** start Material for the task **
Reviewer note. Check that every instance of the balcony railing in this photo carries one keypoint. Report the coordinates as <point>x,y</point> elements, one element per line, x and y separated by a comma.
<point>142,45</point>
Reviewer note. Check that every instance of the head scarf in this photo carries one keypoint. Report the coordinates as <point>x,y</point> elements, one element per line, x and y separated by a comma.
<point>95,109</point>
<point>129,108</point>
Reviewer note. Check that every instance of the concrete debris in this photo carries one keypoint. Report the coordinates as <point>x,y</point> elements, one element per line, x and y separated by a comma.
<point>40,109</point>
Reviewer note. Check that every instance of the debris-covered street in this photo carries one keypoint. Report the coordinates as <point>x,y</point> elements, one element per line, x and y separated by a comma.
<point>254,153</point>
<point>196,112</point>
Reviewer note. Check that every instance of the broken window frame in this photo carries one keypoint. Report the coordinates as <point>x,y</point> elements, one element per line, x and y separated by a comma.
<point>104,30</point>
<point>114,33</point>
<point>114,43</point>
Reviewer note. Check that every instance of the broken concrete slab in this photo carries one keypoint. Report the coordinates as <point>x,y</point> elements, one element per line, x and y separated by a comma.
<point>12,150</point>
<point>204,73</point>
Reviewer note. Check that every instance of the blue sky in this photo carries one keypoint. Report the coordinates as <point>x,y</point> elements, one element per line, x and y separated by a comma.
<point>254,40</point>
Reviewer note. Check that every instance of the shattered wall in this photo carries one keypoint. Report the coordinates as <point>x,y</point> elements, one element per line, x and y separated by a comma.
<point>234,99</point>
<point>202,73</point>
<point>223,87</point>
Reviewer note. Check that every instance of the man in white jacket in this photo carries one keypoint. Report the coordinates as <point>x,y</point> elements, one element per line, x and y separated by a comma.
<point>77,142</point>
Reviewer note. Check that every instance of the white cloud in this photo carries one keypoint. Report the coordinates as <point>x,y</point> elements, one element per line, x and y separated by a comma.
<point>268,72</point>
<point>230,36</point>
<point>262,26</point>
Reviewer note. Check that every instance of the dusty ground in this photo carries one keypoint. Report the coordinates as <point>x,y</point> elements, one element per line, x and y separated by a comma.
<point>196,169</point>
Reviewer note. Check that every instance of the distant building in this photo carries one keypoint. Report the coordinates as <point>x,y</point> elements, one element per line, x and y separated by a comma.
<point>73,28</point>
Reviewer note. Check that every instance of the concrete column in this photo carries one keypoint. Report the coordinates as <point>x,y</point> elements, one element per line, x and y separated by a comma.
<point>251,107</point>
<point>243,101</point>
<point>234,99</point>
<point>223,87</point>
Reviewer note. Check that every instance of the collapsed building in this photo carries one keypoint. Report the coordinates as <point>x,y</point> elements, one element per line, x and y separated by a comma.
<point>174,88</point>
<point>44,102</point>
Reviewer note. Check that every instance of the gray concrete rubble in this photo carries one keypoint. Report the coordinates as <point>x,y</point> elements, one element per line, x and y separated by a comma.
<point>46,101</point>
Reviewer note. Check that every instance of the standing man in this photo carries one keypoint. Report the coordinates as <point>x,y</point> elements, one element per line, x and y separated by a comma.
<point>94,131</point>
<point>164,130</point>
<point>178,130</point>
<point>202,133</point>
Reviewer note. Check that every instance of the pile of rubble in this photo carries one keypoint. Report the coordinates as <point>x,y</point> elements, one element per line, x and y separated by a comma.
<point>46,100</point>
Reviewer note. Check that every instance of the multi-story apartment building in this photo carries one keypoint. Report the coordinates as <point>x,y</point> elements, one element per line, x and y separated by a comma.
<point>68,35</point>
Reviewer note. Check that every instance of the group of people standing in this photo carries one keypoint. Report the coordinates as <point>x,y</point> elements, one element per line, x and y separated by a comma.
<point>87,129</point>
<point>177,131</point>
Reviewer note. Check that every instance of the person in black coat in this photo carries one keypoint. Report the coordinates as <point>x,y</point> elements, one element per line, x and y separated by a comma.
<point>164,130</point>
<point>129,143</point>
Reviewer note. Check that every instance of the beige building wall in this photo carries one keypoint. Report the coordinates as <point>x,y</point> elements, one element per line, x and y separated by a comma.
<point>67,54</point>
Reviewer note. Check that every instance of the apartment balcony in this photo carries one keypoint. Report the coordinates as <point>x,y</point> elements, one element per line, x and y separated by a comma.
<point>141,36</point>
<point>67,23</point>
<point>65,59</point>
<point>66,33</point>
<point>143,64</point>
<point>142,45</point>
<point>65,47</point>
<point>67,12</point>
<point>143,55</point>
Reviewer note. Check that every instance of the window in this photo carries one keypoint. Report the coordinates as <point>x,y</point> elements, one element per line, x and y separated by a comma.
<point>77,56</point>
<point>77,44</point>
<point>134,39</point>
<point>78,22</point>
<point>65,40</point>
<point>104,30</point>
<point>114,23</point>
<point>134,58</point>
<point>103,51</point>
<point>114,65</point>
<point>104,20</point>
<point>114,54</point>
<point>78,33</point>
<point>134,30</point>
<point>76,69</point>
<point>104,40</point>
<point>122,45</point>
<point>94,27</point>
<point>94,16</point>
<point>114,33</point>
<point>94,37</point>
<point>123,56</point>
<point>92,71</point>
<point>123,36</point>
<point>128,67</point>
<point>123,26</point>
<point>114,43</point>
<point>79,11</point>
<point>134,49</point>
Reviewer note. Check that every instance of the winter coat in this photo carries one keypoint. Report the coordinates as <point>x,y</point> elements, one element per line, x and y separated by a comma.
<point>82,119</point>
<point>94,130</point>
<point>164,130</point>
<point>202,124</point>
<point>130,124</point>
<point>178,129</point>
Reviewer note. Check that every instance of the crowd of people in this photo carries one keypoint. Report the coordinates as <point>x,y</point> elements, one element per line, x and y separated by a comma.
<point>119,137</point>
** end Material for the task **
### Your task
Please copy the entries again, beginning at the line that has "Reviewer note. Check that every instance of the pile" and stopping after the line that has "<point>143,55</point>", and give only those lines. Keep every line, with the instruction lines unchanged, and add 84 to both the x and y coordinates of each answer point.

### Result of this exercise
Reviewer note. Check that every instance of the pile of rubble in this photo carries one keypoint. Report the coordinates as <point>x,y</point> elements, one element per line, x and y separated by a comma.
<point>130,184</point>
Reviewer note. Check that every instance of the multi-story apartment building in this photo carries one keypoint. Report the coordinates as <point>x,y</point> elements, one element per line, x and y separated by a comma.
<point>152,119</point>
Reviewer note. Check that every instance of the group of people standing in this photo carries one keypoint. Report the coordinates as <point>x,y</point> elements, one element per line, x and y separated by a comma.
<point>171,213</point>
<point>261,215</point>
Reviewer note. Check that every instance of the person in black coat in this photo carries one keypoint. Report the coordinates as <point>x,y</point> elements, one element per line, x and y separated by a comma.
<point>248,214</point>
<point>213,227</point>
Reviewer note. Check that every instance of the beige building wall in this photo carries one keypoint. Report the coordinates as <point>x,y</point> elements, one element per line, x and y separated by a comma.
<point>151,138</point>
Reviewer note. Check that every instance of the apartment balcony in this photo carries one keypoint. Report the coordinates as <point>x,y</point> elements, one element per line, x and y separated by a comma.
<point>225,120</point>
<point>151,107</point>
<point>149,143</point>
<point>150,117</point>
<point>227,148</point>
<point>226,129</point>
<point>149,131</point>
<point>151,96</point>
<point>227,139</point>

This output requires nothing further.